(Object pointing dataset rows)

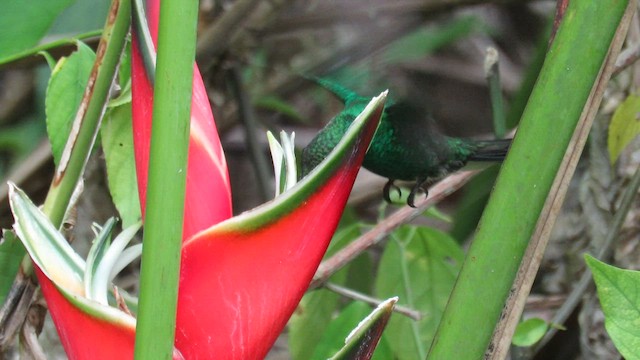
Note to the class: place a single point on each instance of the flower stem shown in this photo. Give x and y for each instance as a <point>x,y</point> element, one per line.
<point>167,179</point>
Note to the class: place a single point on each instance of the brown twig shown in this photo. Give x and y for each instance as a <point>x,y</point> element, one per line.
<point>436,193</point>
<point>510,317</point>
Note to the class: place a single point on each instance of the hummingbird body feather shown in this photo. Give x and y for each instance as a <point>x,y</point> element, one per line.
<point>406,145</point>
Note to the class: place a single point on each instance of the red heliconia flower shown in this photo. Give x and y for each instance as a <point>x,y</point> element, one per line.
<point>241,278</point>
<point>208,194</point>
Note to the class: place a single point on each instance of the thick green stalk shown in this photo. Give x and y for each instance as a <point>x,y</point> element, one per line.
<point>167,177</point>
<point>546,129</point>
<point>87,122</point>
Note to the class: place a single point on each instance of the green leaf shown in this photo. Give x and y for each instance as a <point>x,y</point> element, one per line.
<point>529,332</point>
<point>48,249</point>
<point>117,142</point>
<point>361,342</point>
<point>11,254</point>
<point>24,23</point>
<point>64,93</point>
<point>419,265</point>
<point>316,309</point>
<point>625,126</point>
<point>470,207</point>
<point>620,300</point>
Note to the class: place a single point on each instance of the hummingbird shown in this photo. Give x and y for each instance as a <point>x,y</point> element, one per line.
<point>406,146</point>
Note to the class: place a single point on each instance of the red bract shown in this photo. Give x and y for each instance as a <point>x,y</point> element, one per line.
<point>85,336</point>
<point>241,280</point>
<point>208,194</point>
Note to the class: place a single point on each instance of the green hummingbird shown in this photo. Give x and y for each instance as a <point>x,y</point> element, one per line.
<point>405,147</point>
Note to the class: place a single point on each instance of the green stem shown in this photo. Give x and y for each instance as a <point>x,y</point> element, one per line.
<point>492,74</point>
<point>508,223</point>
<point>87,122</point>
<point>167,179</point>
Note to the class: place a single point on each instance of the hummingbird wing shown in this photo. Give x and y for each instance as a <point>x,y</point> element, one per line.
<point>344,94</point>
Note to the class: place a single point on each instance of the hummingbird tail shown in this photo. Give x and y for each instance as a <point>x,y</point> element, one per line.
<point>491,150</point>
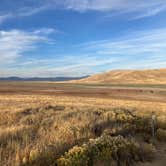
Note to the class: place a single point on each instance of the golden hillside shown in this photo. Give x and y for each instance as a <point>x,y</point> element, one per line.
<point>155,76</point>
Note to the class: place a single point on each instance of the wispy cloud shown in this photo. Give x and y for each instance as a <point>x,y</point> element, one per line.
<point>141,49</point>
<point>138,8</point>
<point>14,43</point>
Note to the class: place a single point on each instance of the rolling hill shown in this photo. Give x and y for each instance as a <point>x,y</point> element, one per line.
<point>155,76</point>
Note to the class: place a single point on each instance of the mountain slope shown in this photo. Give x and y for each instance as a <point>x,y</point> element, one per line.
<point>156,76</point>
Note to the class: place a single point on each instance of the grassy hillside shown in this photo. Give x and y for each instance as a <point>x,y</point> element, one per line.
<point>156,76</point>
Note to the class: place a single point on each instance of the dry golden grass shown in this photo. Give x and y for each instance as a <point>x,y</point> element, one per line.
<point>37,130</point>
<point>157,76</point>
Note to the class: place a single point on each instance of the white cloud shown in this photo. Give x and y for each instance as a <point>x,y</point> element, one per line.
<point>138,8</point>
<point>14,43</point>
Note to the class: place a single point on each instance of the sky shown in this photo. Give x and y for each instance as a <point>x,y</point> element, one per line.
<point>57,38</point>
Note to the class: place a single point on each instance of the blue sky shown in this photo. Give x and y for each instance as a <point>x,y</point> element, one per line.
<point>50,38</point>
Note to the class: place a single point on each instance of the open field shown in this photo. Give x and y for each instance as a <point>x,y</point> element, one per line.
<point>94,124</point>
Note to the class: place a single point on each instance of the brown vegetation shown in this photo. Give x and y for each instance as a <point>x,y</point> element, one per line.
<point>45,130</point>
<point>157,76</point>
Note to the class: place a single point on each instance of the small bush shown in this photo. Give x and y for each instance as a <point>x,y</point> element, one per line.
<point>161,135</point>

__WHAT IS EXPECTED__. Recast the records from their start through the line containing "<point>406,145</point>" as a numbered list, with both ends included and blank lines omitted. Leave the pictures out of the list.

__TASK OUTPUT__.
1. Note to the class: place a single point on each instance of the flower stem shown in this photo. Give x and y for each instance as a <point>x,y</point> element, one per line.
2. <point>167,179</point>
3. Note to the class: place a single point on each instance of the brown twig shown in this photo. Give x and y for each instance as a <point>x,y</point> element, one per line.
4. <point>436,193</point>
5. <point>510,317</point>
6. Note to the class: place a single point on each instance of the hummingbird body feather shown in this photo. Give x and y for each instance as a <point>x,y</point> element, one per line.
7. <point>406,145</point>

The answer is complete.